─── RECORDS FOR PROCESSING ───

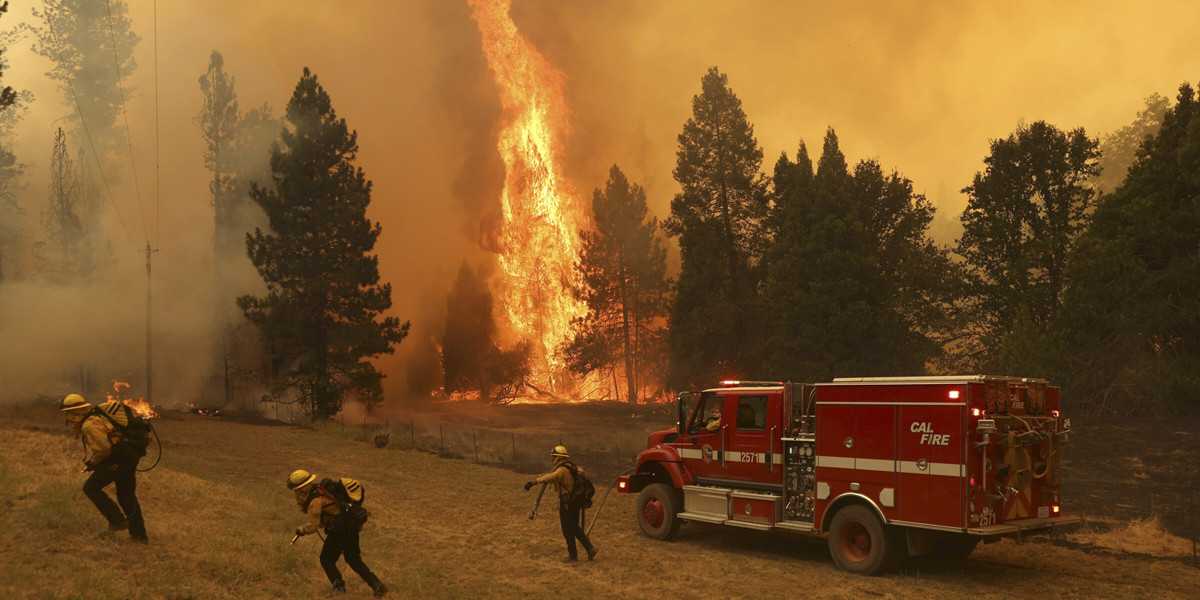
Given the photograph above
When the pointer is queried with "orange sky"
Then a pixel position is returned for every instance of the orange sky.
(919, 85)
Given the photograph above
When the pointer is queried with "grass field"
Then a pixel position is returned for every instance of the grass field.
(220, 521)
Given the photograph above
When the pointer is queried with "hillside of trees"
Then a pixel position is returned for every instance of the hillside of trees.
(1079, 257)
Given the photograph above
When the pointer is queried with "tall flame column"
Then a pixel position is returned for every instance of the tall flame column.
(540, 219)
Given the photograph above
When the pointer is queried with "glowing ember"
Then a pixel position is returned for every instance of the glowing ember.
(540, 219)
(139, 406)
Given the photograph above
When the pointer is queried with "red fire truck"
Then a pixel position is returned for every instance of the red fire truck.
(882, 467)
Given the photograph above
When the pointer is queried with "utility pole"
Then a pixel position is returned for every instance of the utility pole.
(149, 340)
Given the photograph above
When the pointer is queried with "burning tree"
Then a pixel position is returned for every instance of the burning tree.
(624, 283)
(323, 304)
(538, 231)
(471, 358)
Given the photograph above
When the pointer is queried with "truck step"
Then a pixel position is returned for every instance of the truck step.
(703, 517)
(795, 526)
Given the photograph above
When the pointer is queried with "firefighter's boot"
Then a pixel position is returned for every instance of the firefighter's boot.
(378, 588)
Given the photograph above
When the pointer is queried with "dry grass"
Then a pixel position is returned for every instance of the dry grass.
(220, 519)
(1143, 537)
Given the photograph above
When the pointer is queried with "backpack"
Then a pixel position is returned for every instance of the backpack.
(349, 495)
(135, 436)
(582, 491)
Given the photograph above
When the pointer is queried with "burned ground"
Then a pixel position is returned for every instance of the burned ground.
(220, 521)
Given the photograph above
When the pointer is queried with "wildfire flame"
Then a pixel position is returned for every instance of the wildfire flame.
(539, 215)
(139, 406)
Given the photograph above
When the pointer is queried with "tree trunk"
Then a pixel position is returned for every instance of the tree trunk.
(630, 391)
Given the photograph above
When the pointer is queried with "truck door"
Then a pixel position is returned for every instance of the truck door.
(931, 469)
(701, 445)
(754, 453)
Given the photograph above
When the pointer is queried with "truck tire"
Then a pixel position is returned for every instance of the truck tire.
(859, 543)
(657, 510)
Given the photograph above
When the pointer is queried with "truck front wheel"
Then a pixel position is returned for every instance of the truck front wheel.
(859, 543)
(658, 507)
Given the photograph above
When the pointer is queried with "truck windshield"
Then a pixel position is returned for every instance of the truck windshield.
(707, 413)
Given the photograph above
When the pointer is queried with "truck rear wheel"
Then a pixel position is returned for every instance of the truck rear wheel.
(658, 507)
(859, 543)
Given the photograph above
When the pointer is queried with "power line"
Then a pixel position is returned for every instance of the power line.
(156, 237)
(95, 157)
(125, 117)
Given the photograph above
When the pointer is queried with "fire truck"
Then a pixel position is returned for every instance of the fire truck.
(881, 467)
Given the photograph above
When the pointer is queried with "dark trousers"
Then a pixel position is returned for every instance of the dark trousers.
(569, 517)
(125, 475)
(337, 544)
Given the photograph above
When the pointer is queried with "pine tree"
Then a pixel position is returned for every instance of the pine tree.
(78, 39)
(59, 255)
(1024, 214)
(7, 95)
(623, 267)
(1120, 148)
(1129, 333)
(219, 126)
(12, 107)
(324, 303)
(471, 358)
(718, 216)
(853, 283)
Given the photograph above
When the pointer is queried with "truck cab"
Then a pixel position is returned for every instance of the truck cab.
(882, 467)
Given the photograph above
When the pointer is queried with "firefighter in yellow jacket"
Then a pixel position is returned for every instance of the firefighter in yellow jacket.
(325, 513)
(569, 515)
(100, 439)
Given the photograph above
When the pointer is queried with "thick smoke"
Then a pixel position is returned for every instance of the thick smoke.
(922, 89)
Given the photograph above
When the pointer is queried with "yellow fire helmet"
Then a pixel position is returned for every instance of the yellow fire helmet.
(299, 479)
(73, 402)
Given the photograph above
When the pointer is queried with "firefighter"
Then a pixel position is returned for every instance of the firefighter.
(108, 465)
(569, 514)
(341, 537)
(714, 420)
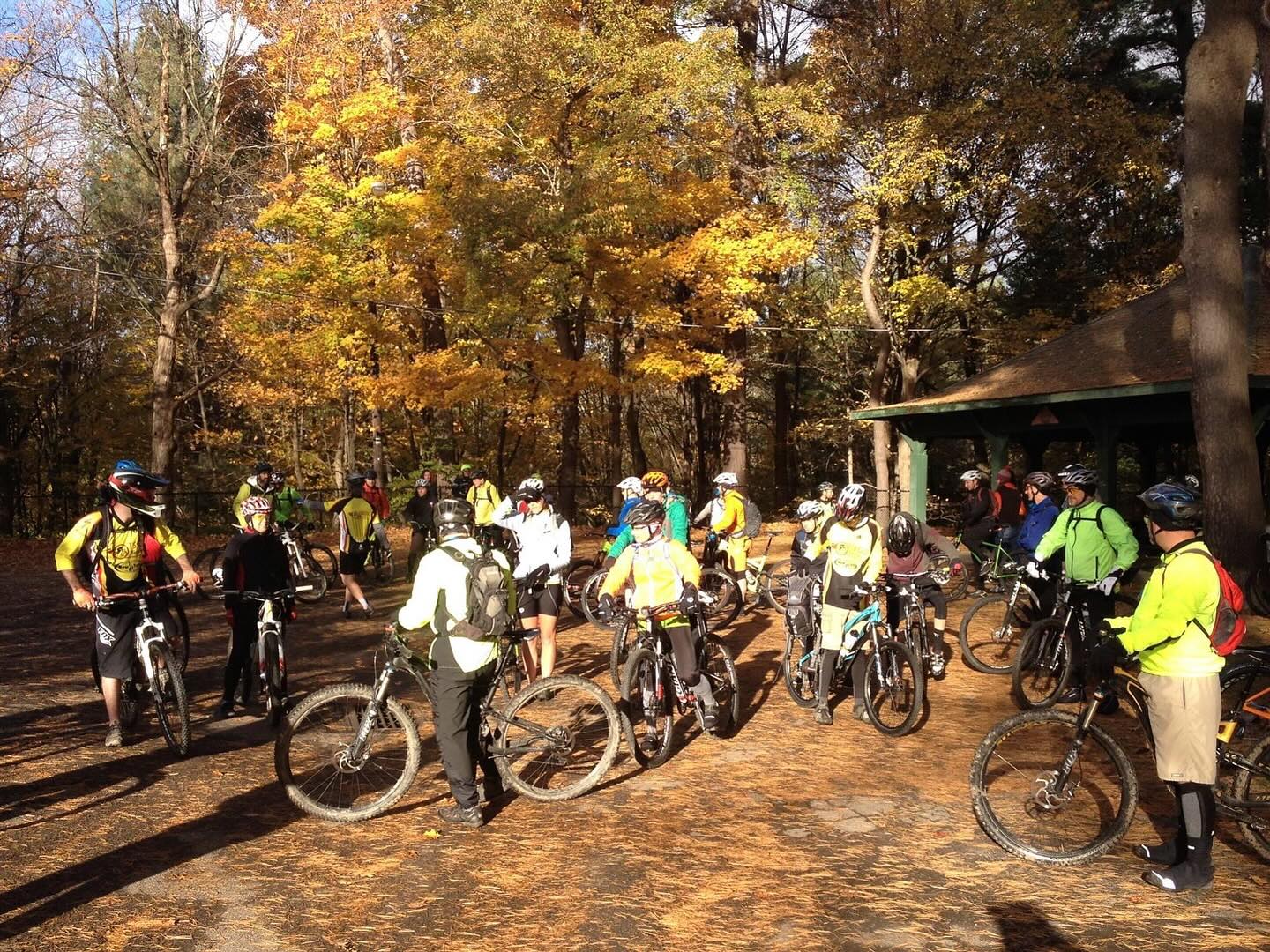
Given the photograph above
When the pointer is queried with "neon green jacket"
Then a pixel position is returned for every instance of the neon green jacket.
(1095, 539)
(1163, 629)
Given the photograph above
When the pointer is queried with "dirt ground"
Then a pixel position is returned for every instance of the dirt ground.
(787, 836)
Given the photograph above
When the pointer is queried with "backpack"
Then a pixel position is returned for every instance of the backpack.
(1229, 628)
(488, 598)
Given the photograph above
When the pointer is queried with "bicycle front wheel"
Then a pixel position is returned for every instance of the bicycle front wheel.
(1042, 666)
(1013, 788)
(557, 739)
(170, 703)
(315, 767)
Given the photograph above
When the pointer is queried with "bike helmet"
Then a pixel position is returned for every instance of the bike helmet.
(135, 487)
(851, 499)
(452, 516)
(1080, 476)
(1042, 480)
(811, 509)
(655, 480)
(1174, 507)
(900, 534)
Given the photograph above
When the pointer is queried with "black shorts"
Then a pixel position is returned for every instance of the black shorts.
(546, 602)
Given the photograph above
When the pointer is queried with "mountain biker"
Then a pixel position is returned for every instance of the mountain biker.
(256, 560)
(418, 512)
(545, 548)
(1169, 634)
(664, 571)
(484, 499)
(112, 539)
(258, 484)
(355, 521)
(730, 525)
(1097, 546)
(977, 522)
(460, 668)
(908, 545)
(850, 545)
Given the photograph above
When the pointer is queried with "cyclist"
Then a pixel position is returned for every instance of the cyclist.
(418, 513)
(850, 545)
(908, 546)
(730, 525)
(484, 499)
(544, 550)
(256, 560)
(258, 484)
(460, 668)
(1169, 634)
(1097, 548)
(977, 522)
(109, 545)
(664, 571)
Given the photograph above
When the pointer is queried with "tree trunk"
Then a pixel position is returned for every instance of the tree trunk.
(1218, 70)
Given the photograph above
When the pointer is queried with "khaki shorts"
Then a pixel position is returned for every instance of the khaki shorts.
(1184, 718)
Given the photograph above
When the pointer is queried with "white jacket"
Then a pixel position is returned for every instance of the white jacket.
(544, 539)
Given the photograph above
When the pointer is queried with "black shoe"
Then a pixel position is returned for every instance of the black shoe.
(464, 816)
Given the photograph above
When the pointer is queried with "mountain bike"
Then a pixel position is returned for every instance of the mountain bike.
(155, 672)
(349, 752)
(1056, 787)
(894, 687)
(653, 692)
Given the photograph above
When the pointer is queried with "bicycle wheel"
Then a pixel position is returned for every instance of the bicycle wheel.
(1042, 666)
(315, 579)
(170, 703)
(725, 606)
(274, 698)
(990, 631)
(646, 703)
(205, 562)
(312, 762)
(716, 666)
(1012, 779)
(802, 669)
(557, 739)
(625, 632)
(894, 688)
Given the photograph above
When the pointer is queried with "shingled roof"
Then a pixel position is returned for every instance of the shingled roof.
(1140, 346)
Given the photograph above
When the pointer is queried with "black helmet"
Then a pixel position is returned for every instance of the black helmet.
(452, 516)
(1174, 507)
(900, 534)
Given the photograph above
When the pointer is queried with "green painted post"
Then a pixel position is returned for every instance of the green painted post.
(917, 464)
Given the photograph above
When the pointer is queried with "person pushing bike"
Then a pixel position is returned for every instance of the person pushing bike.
(111, 544)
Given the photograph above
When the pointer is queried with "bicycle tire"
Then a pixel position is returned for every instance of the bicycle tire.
(885, 687)
(802, 686)
(1035, 687)
(176, 734)
(344, 704)
(998, 643)
(586, 724)
(719, 666)
(1011, 842)
(655, 715)
(1256, 836)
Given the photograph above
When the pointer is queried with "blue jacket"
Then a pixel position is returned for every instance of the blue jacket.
(1038, 521)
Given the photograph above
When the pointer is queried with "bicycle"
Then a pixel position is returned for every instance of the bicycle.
(653, 689)
(1056, 787)
(349, 752)
(153, 671)
(893, 700)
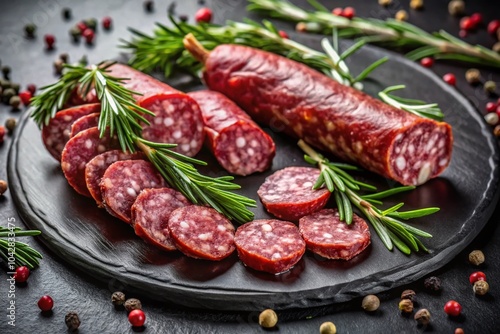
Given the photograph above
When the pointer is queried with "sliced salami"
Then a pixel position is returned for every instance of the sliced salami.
(57, 133)
(79, 150)
(150, 214)
(269, 245)
(331, 238)
(123, 181)
(201, 232)
(84, 123)
(288, 193)
(240, 146)
(95, 168)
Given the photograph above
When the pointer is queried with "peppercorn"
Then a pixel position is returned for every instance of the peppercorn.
(473, 76)
(432, 283)
(370, 303)
(456, 7)
(327, 328)
(401, 15)
(72, 321)
(423, 317)
(132, 304)
(118, 298)
(408, 294)
(481, 287)
(406, 306)
(490, 87)
(268, 318)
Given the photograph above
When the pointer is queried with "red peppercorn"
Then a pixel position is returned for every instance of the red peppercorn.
(450, 79)
(477, 276)
(427, 62)
(45, 303)
(452, 308)
(203, 15)
(493, 26)
(106, 22)
(137, 318)
(49, 41)
(22, 273)
(349, 12)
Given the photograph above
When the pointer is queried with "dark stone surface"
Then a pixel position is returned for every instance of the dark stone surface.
(81, 291)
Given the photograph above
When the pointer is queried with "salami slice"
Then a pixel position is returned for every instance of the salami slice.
(150, 214)
(123, 181)
(288, 193)
(79, 150)
(201, 232)
(95, 168)
(269, 245)
(331, 238)
(240, 146)
(84, 123)
(57, 133)
(178, 118)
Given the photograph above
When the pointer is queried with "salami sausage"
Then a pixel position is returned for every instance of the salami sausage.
(288, 193)
(95, 168)
(57, 133)
(240, 146)
(79, 150)
(201, 232)
(84, 122)
(150, 213)
(304, 103)
(269, 245)
(178, 118)
(331, 238)
(123, 181)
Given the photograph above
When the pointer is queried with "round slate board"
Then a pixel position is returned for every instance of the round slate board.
(93, 241)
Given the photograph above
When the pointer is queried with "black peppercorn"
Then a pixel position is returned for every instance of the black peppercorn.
(72, 321)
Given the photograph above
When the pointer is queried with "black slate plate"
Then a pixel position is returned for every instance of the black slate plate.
(96, 243)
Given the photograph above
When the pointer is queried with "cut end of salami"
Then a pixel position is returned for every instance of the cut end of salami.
(150, 214)
(201, 233)
(288, 193)
(122, 183)
(269, 245)
(331, 238)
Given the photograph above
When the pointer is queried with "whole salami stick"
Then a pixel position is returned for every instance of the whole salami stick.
(352, 125)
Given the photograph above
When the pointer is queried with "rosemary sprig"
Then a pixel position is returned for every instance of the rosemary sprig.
(389, 32)
(387, 223)
(24, 254)
(121, 116)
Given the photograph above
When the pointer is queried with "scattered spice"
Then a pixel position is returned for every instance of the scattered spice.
(423, 317)
(327, 328)
(481, 287)
(72, 321)
(370, 303)
(476, 257)
(132, 304)
(268, 318)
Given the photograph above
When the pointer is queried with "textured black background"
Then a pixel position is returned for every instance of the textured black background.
(73, 290)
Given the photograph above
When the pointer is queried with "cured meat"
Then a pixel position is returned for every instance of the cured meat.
(150, 214)
(123, 181)
(57, 133)
(269, 245)
(178, 118)
(79, 150)
(331, 238)
(304, 103)
(288, 193)
(240, 146)
(201, 232)
(84, 122)
(95, 168)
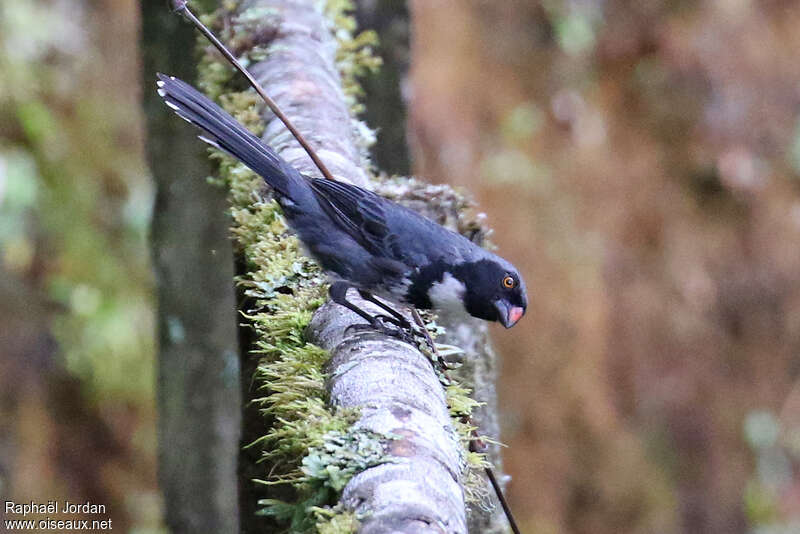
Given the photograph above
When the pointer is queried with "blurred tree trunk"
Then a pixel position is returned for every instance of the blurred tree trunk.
(198, 365)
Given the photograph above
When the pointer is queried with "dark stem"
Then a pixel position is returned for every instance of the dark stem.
(502, 499)
(180, 7)
(477, 445)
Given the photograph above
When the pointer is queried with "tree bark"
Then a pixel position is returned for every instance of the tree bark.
(198, 366)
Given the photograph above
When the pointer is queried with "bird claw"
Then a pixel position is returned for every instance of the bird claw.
(385, 325)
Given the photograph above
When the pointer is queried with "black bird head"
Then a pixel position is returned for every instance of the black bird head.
(493, 290)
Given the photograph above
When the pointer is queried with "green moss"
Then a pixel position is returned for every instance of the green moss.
(308, 445)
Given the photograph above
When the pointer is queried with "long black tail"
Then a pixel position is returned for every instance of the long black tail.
(224, 132)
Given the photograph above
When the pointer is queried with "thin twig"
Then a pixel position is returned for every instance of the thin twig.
(477, 445)
(180, 7)
(502, 499)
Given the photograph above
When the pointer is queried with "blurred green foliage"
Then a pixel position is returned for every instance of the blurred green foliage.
(75, 198)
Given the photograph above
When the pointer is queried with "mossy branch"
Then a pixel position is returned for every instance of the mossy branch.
(355, 419)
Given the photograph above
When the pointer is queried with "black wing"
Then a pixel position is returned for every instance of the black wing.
(387, 229)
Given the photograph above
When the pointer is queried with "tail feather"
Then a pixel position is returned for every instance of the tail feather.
(225, 133)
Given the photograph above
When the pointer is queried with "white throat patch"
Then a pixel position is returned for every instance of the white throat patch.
(447, 294)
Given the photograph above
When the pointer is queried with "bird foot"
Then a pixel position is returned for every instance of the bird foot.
(387, 326)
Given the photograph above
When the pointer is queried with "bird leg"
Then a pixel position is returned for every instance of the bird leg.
(396, 317)
(338, 293)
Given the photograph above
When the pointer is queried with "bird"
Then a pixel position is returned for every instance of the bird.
(362, 240)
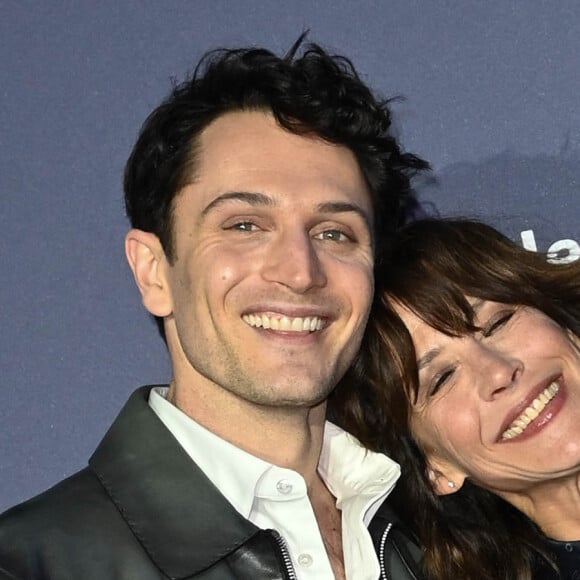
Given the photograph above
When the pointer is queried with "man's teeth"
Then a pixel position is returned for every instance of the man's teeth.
(537, 406)
(285, 323)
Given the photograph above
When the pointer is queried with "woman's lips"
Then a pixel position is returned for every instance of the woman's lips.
(536, 413)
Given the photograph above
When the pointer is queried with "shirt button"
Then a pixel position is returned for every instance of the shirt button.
(284, 487)
(305, 560)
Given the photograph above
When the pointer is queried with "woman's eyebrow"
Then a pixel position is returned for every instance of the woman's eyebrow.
(428, 358)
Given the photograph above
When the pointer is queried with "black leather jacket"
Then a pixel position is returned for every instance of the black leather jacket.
(142, 510)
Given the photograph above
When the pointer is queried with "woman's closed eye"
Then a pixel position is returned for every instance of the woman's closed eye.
(497, 322)
(439, 380)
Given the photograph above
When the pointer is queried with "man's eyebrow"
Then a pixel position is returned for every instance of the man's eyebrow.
(427, 358)
(345, 207)
(248, 197)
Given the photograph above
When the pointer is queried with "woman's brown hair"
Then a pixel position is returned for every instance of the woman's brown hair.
(433, 265)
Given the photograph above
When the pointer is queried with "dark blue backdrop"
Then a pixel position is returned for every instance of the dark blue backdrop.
(492, 100)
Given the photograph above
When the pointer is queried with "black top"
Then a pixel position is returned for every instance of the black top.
(567, 556)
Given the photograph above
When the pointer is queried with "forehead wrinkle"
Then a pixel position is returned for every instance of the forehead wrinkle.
(251, 198)
(345, 207)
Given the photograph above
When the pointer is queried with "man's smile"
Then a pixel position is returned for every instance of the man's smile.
(285, 323)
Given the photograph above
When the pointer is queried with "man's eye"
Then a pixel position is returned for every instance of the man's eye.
(333, 236)
(497, 322)
(243, 226)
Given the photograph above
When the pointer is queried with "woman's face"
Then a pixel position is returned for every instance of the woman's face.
(501, 406)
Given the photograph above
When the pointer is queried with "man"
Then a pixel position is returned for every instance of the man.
(259, 194)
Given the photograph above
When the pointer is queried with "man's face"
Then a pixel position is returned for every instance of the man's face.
(272, 280)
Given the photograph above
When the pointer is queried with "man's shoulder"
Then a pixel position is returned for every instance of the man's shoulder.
(67, 504)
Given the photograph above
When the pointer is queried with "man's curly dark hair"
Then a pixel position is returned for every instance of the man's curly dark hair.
(309, 91)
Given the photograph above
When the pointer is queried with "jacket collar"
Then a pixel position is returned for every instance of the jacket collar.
(176, 513)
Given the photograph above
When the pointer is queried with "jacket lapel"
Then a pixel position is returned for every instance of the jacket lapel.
(176, 513)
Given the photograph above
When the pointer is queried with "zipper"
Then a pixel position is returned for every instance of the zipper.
(382, 545)
(285, 555)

───

▸ **DIRECTIONS FOR THIS TASK**:
List every line in the entries above that contains the word "pine".

▸ **RESPONSE TO THIS EXERCISE**:
When the pointer is queried with "pine tree"
Then a pixel position is returned for every instance of the pine tree.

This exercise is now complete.